* Metin alıntısı *

Kiralık Aşk
p.t.t.
sen karanfile eğilimlisin, alıp sana veriyorum işte
sen de bir başkasına veriyorsun daha güzel
o başkası yok mu bir yanındakine veriyor
derken karanfil elden ele.
görüyorsun ya bir sevdayı büyütüyoruz seninle
sana değiniyorum, sana ısınıyorum, bu o değil
bak nasıl, beyaza keser gibisine yedi renk
birleşiyoruz sessizce.
edip cansever
eskiden yılbaşını evde geçirenler söylerdi ..çoğuda evde geçirirdi ..şimşek hızıyla yayıldı ihtiyarlar en geç duyanlarıydı herkes unuttu onlar unutmadı ..
pazardan aldığı portakal ve elmalarla (masumdu henüz) eve dönen mahallenin amcalarından birine sormuştum nasılsın diye cevap iyi yerine p.t.t. oldu ..acılımı kendi verdi ..pjama terlik televizyon diye ..mahallede gazinoya (popülerdi) giden kimse yoktuki herkes evdeydi ..ancak gençler müsaitse bir odaya toplanıp çaktırmadan içerdi oda hepsi değil arzu edeni ..
güzeldi yinede herşey olurdu ..genelde hindi yerine tavuk olurdu kalabalıksa hindide olurdu ..ikram bol arka arkaya gelirdi baş menü çay çerez olurdu bir arkadaş bu ptt yi değiştirmiş üç ç yapmıştı ..o ne ya diyene çay ..çerez..çene
derdi muhabbet yerine ..şimdilerde basit kalan amiral battı'yı heyecanla oynardık birde tombala ..gerçi soğuk kış gecelerinde toplanınca kızlı erkekli tekrar oynadığımız olurdu ..mısırlı kestaneli zengin yılbaşı gecelerinin en renklileri kar yağdığında olurdu yeni yıla kartopu oynayarak girildiğide olurdu ..
bir yılbaşında kartopu savaşı sırasında aklımıza bir fikir geldi ..
mahallenin ayık gezmeyen ama çok temiz abisine şaka yapalım dedik ..

* Kısa problem *
Metin alıntısında "Kiralık Aşk" ile başlayıp "onlar unutmadı .." ile biten bölümü birebir aktarın.

* Toplanan veriler *

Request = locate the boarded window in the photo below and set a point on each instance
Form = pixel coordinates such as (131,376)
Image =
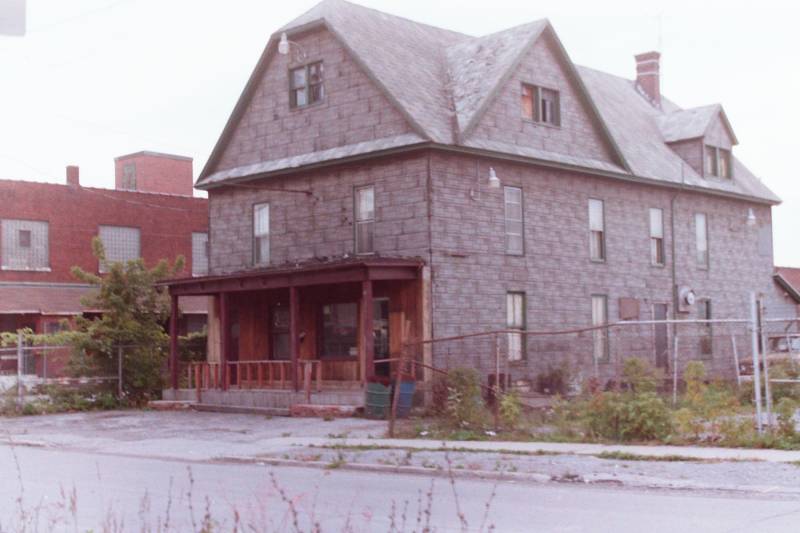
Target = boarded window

* Görevin yanıtı *
Kiralık Aşk
p.t.t.
sen karanfile eğilimlisin, alıp sana veriyorum işte
sen de bir başkasına veriyorsun daha güzel
o başkası yok mu bir yanındakine veriyor
derken karanfil elden ele.
görüyorsun ya bir sevdayı büyütüyoruz seninle
sana değiniyorum, sana ısınıyorum, bu o değil
bak nasıl, beyaza keser gibisine yedi renk
birleşiyoruz sessizce.
edip cansever
eskiden yılbaşını evde geçirenler söylerdi ..çoğuda evde geçirirdi ..şimşek hızıyla yayıldı ihtiyarlar en geç duyanlarıydı herkes unuttu onlar unutmadı ..